● **SUPPLIED PASSAGE**
NFS4 acl ops do not work with standard kernel

Bug #562913 reported by Robert Sander
52
This bug affects 9 people
Affects Status Importance Assigned to Milestone
linux (Ubuntu)
Fix Released
Undecided
Unassigned
Nominated for Lucid by cotillion
Nominated for Maverick by cotillion

Bug Description

Binary package hint: nfs4-acl-tools

There is a minor bug in the recent kernel that cause nfs4_getfacl and nfs4_setfacl to fail:

http://linux-nfs.org/pipermail/nfsv4/2009-November/011643.html

ProblemType: Bug
DistroRelease: Ubuntu 10.04
Package: nfs4-acl-tools 0.3.3-0ubuntu1
ProcVersionSignature: Ubuntu 2.6.32-21.31-generic 2.6.32.11+drm33.2
Uname: Linux 2.6.32-21-generic i686
Architecture: i386
Date: Wed Apr 14 12:01:43 2010
ProcEnviron:
 LANG=en_US.UTF-8
 SHELL=/bin/bash
SourcePackage: nfs4-acl-tools

Revision history for this message
Robert Sander (gurubert) wrote :
Revision history for this message
Robert Sander (gurubert) wrote :

With kernel 2.6.34 from http://kernel.ubuntu.com/~kernel-ppa/mainline/v2.6.34-rc3-lucid/linux-image-2.6.34-020634rc3-generic_2.6.34-020634rc3_i386.deb the issue is resolved:

root@bloch:/mnt/nfs4# mount -t nfs4 -o rw,acl netapp-sim02:/vol/test test
root@bloch:/mnt/nfs4# cd test/
root@bloch:/mnt/nfs4/test# l
total 16
drwxrwxrwx 4 root nogroup 4096 Apr 7 14:46 ./
drwxr-xr-x 5 root root 4096 Apr 8 14:48 ../
drwxrwxrwx 10 root nogroup 4096 Apr 15 10:00 .snapshot/
drwxr-xr-x 2 root nogroup 4096 Apr 7 14:46 test/
root@bloch:/mnt/nfs4/test# nfs4_getfacl test/
A::OWNER@:rwaDxtTnNcCy
D::OWNER@:
A:g:GROUP@:rxtncy
D:g:GROUP@:waDTC
A::EVERYONE@:rxtncy
D::EVERYONE@:waDTC

Revision history for this message
cotillion (tobias-schwan) wrote :

I can confirm this bug.

● **INSTRUCTIONS**
1. In the NFS4 ACL bug report, which kernel version resolved the issue?
2. Please carry on the NFS4 ACL bug report from its last line.

● **DATASET ENTRIES**
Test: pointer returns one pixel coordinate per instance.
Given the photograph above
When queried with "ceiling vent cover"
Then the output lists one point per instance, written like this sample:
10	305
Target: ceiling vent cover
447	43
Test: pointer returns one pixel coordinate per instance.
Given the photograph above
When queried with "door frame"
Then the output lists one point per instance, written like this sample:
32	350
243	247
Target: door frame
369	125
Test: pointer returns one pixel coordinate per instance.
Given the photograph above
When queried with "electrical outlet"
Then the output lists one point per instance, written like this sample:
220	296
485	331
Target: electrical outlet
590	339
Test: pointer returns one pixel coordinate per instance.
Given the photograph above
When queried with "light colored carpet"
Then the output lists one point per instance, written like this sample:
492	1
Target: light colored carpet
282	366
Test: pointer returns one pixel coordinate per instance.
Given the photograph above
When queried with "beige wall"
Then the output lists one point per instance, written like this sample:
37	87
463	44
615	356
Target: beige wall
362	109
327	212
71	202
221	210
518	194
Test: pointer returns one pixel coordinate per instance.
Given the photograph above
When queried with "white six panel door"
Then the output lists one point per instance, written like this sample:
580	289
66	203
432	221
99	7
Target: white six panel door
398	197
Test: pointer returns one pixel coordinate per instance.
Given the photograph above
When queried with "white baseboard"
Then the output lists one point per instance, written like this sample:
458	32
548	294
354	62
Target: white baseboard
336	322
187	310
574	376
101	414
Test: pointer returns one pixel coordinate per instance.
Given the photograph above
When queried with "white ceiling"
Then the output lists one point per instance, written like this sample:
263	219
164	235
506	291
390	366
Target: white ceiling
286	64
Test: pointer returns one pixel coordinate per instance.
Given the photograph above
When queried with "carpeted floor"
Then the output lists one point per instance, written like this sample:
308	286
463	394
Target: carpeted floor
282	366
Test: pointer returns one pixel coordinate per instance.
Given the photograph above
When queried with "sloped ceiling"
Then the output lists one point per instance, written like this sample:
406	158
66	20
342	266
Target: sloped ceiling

● **RESULTS BY TASK**
1. Kernel 2.6.34 resolved it.

2.
Is there a chance the fix in the kernel package will become a StableReleaseUpdate? In my opinion it should. Otherwise this whole package is useless.

Revision history for this message
Alain St-Denis (alain-st-denis) wrote :

I'd like to second that. Deploying a custom kernel is doable, but it's a pain.

William Grant (wgrant)
affects: nfs4-acl-tools (Ubuntu) → linux (Ubuntu)
Revision history for this message
Jeremy Foshee (jeremyfoshee) wrote :

Hi Robert,

If you could also please test the latest upstream kernel available that would be great. It will allow additional upstream developers to examine the issue. Refer to https://wiki.ubuntu.com/KernelMainlineBuilds . Once you've tested the upstream kernel, please remove the 'needs-upstream-testing' tag. This can be done by clicking on the yellow pencil icon next to the tag located at the bottom of the bug description and deleting the 'needs-upstream-testing' text. Please let us know your results.

Thanks in advance.

    [This is an automated message. Apologies if it has reached you inappropriately; please just reply to this message indicating so.]

tags: added: needs-upstream-testing
tags: added: kj-triage
Changed in linux (Ubuntu):
status: New → Incomplete
Changed in linux (Ubuntu):
status: Incomplete → Triaged
Revision history for this message
cotillion (tobias-schwan) wrote :

I can also confirm after installing the latest upstream kernel (linux-image-2.6.35-999-generic_2.6.35-999.201006281005_amd64) the problem is solved.

Revision history for this message
loonatic (albert-friendly) wrote :

I've been struggling with this issue for a couple of months as well.
I used to solve it by patching and recompiling the kernel.
See here for more details:
  http://linux-nfs.org/pipermail/nfsv4/2009-November/011643.html

The issue has been fixed in vanilla kernel from 2.6.33.2. Also see:
http://git.kernel.org/?p=linux/kernel/git/torvalds/linux-2.6.git;a=patch;\
h=462d60577a997aa87c935ae4521bd303733a9f2b

All it takes is to apply the patch below. Strangely enough, Debian Lenny has fixed as.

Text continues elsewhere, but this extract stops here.